» **TO BE DONE**: Rescale the listing below from its first line through the line containing "x=955, y=772", inclusive, by writing out every line in that range with each answer coordinate multiplied by 2.05 and rounded to a whole number, halves rounding up. Keep the requests and their format samples unchanged, and leave the pictures out.

┌─ SUPPLIED MATERIAL

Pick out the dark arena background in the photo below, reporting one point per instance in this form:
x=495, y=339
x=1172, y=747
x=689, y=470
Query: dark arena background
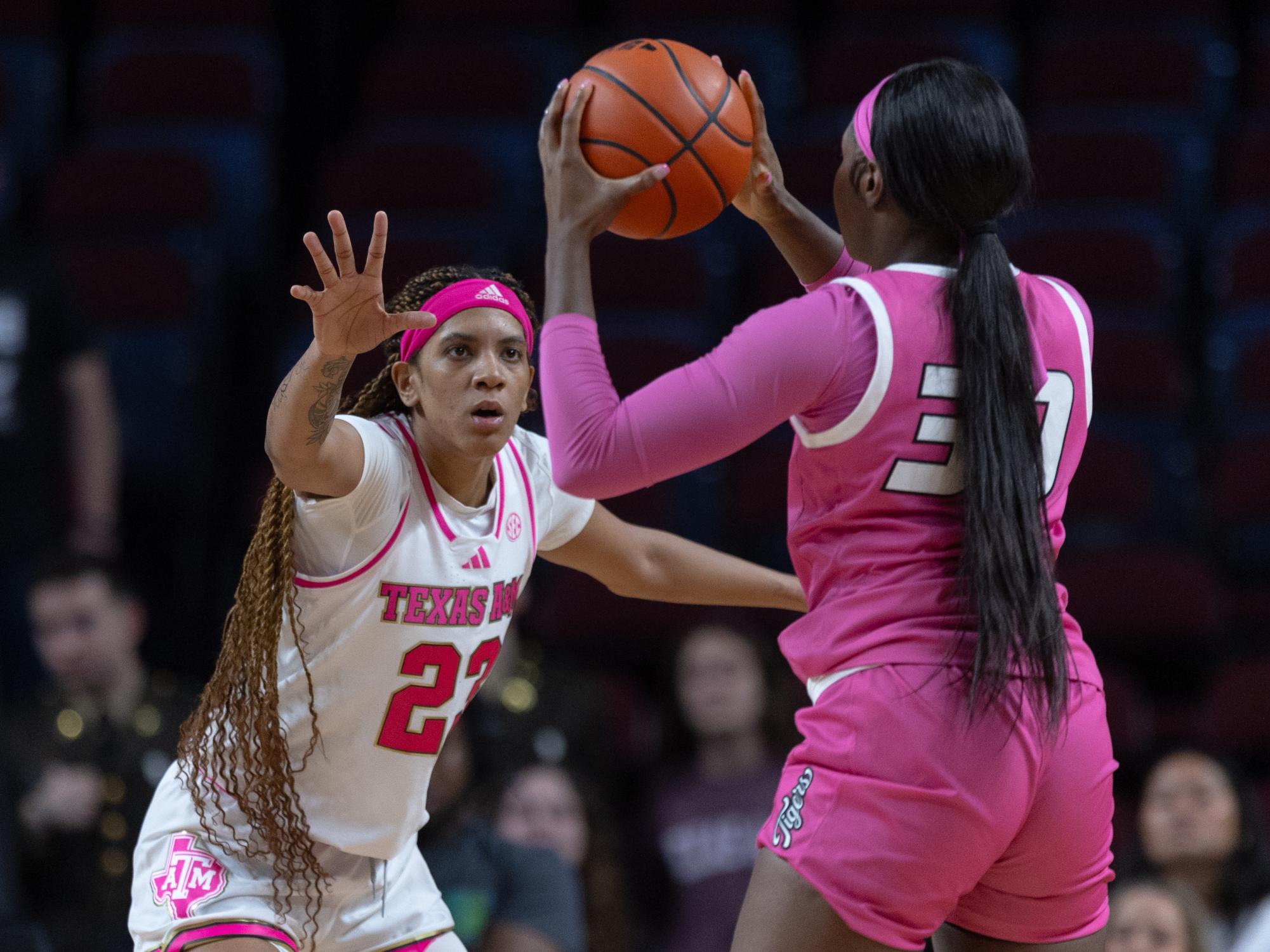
x=161, y=162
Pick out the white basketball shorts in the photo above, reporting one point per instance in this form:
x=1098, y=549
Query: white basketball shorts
x=186, y=893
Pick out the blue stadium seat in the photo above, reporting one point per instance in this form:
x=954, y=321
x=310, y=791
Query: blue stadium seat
x=1237, y=356
x=109, y=190
x=153, y=298
x=1135, y=482
x=31, y=97
x=1245, y=167
x=1238, y=249
x=211, y=96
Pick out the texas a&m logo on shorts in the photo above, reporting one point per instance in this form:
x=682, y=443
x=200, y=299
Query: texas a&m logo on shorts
x=790, y=818
x=191, y=876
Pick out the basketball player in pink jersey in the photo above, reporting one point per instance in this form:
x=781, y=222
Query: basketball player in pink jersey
x=373, y=605
x=955, y=772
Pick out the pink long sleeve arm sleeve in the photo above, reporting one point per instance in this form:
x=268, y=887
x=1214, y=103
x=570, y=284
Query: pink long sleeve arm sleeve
x=777, y=364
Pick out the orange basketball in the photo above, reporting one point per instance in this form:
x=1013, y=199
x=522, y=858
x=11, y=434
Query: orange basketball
x=657, y=101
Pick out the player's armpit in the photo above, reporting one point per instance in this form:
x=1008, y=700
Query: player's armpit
x=640, y=563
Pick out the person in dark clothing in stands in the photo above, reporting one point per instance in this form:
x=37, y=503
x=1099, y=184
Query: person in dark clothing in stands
x=56, y=407
x=87, y=751
x=505, y=897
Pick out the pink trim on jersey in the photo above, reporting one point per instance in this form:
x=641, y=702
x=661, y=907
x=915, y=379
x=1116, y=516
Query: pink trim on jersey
x=529, y=496
x=498, y=515
x=307, y=583
x=417, y=946
x=425, y=478
x=200, y=935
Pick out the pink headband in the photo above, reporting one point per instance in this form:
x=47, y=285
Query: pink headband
x=863, y=120
x=453, y=299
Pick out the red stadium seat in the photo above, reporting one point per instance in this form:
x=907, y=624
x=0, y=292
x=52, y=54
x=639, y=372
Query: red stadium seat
x=133, y=282
x=1114, y=482
x=850, y=62
x=411, y=180
x=1238, y=262
x=621, y=271
x=116, y=188
x=1241, y=491
x=1129, y=711
x=1143, y=595
x=1105, y=261
x=1237, y=719
x=1246, y=167
x=1075, y=166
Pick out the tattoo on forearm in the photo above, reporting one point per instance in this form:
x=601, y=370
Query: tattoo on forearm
x=322, y=412
x=337, y=369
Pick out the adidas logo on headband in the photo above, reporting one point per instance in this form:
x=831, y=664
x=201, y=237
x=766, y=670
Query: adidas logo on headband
x=491, y=293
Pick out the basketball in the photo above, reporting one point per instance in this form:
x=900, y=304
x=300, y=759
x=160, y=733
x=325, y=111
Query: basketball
x=657, y=101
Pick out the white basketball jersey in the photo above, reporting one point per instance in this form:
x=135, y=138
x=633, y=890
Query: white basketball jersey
x=402, y=643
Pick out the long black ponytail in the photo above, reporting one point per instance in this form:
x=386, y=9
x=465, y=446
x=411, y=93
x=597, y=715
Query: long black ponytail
x=954, y=157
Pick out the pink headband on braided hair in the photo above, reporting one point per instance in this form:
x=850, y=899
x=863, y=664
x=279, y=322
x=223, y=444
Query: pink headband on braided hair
x=863, y=121
x=460, y=296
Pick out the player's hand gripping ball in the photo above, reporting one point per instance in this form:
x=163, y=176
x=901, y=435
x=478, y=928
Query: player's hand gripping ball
x=654, y=102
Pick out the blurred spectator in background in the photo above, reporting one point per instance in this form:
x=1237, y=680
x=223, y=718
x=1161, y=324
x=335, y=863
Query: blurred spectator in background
x=1200, y=828
x=56, y=407
x=503, y=897
x=88, y=751
x=544, y=805
x=705, y=814
x=1152, y=916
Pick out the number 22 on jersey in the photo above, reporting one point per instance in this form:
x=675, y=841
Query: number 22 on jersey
x=439, y=666
x=946, y=479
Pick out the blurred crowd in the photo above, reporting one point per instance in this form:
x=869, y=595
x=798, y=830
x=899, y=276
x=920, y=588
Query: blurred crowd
x=158, y=166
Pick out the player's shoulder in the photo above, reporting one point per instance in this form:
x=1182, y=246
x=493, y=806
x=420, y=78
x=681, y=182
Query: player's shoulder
x=534, y=450
x=1052, y=286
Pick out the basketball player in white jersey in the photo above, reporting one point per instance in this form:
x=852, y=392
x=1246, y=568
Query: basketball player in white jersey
x=373, y=605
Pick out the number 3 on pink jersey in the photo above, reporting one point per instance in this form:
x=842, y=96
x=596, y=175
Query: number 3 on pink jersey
x=395, y=733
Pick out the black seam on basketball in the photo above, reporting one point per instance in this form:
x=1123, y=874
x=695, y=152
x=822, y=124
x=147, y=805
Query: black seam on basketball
x=666, y=122
x=711, y=115
x=684, y=77
x=687, y=147
x=723, y=129
x=670, y=192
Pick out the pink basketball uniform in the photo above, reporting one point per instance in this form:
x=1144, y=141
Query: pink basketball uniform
x=898, y=810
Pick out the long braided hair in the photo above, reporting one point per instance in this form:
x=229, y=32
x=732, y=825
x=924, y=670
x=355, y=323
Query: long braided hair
x=234, y=744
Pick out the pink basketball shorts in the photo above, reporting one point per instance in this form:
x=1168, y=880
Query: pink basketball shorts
x=903, y=817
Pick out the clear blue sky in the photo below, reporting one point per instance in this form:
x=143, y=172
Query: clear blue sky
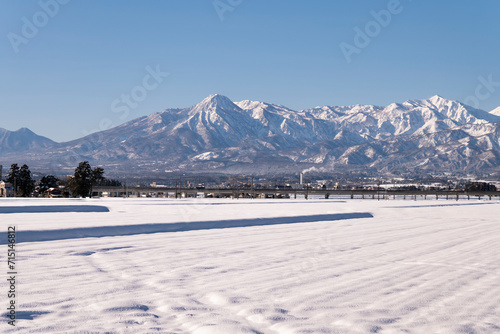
x=63, y=79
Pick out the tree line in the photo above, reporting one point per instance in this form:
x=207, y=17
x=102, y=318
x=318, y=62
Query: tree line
x=78, y=185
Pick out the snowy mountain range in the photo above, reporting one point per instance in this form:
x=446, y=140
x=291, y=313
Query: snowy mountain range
x=217, y=134
x=22, y=140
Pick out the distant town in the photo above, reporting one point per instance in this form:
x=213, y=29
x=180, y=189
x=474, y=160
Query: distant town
x=19, y=181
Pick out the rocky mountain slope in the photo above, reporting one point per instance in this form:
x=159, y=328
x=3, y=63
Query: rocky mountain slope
x=417, y=136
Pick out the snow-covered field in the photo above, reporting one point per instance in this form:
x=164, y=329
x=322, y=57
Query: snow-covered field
x=253, y=266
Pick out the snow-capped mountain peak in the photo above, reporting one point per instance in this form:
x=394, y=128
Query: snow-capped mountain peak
x=216, y=134
x=496, y=111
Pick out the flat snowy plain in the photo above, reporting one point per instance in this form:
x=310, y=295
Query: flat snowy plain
x=210, y=266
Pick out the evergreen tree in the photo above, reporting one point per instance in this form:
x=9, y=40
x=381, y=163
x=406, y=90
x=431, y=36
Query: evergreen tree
x=26, y=181
x=84, y=178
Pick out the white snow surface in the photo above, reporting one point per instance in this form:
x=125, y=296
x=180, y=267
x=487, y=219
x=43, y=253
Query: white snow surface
x=425, y=266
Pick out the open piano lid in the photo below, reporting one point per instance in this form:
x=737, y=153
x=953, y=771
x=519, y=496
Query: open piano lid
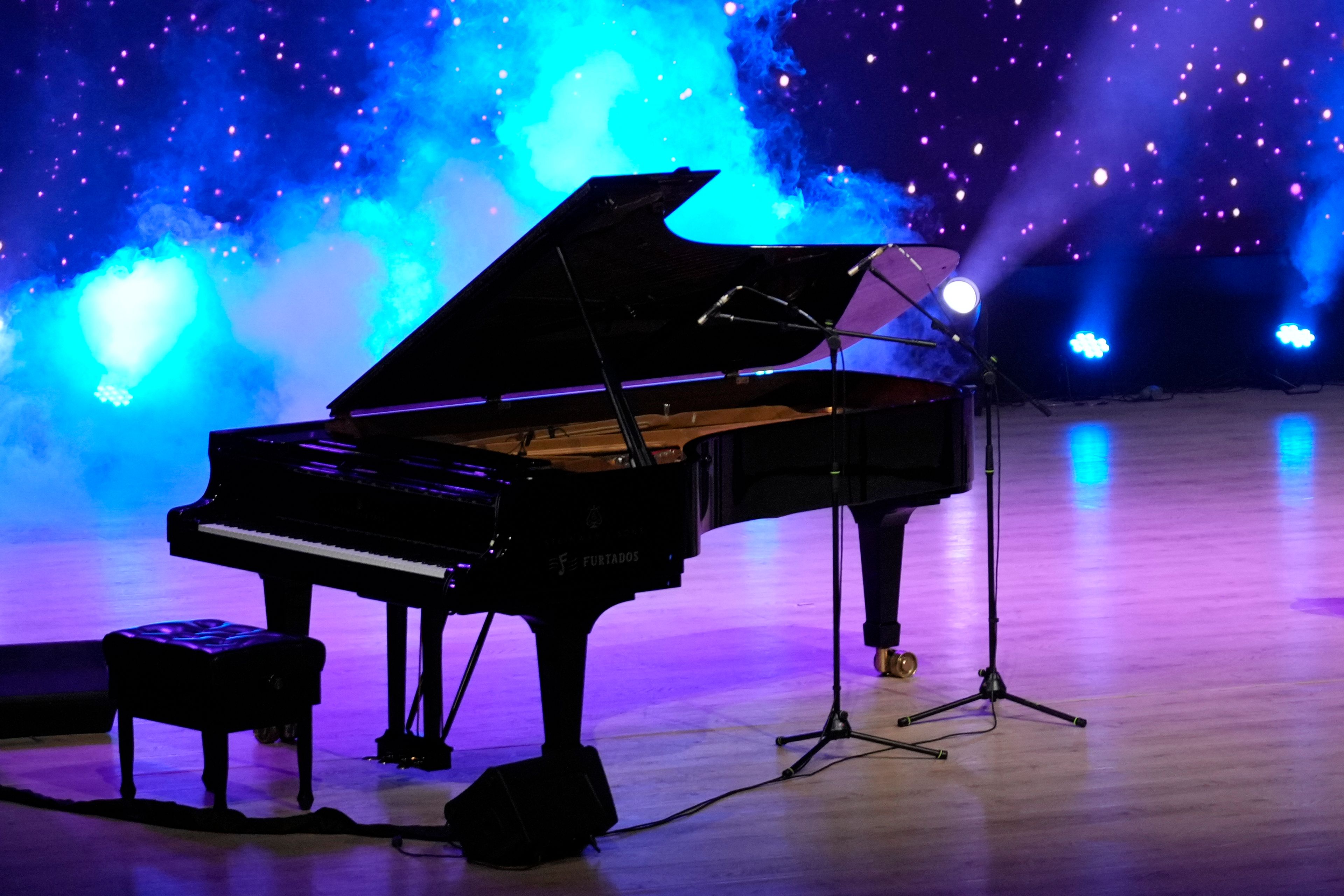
x=517, y=327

└─

» **SOLUTION TO THIS TASK**:
Pick out the dark arena background in the photo below, reporting one point per instance in this form:
x=495, y=339
x=1172, y=747
x=689, y=470
Query: dark arena background
x=330, y=332
Pick out the white basketball shorts in the photo above, reporting one point per instance in this form:
x=1098, y=549
Query: white basketball shorts
x=381, y=1831
Pick out the blue stadium seat in the photo above, reporting one point per instance in this form:
x=954, y=321
x=310, y=791
Query: blue stadium seat
x=2536, y=730
x=223, y=390
x=314, y=611
x=2327, y=988
x=64, y=199
x=2552, y=342
x=2538, y=510
x=433, y=197
Pick out the texas a&m logo on shorts in the photo above, reporting one point per instance in this form:
x=682, y=443
x=200, y=299
Query: texas a&m logo on shorts
x=1620, y=1677
x=392, y=1796
Pick out the basketball player in pink jersey in the photo above, reporting one point per instance in this form:
x=781, y=222
Query: basketball player in pink jersey
x=765, y=1240
x=1958, y=1583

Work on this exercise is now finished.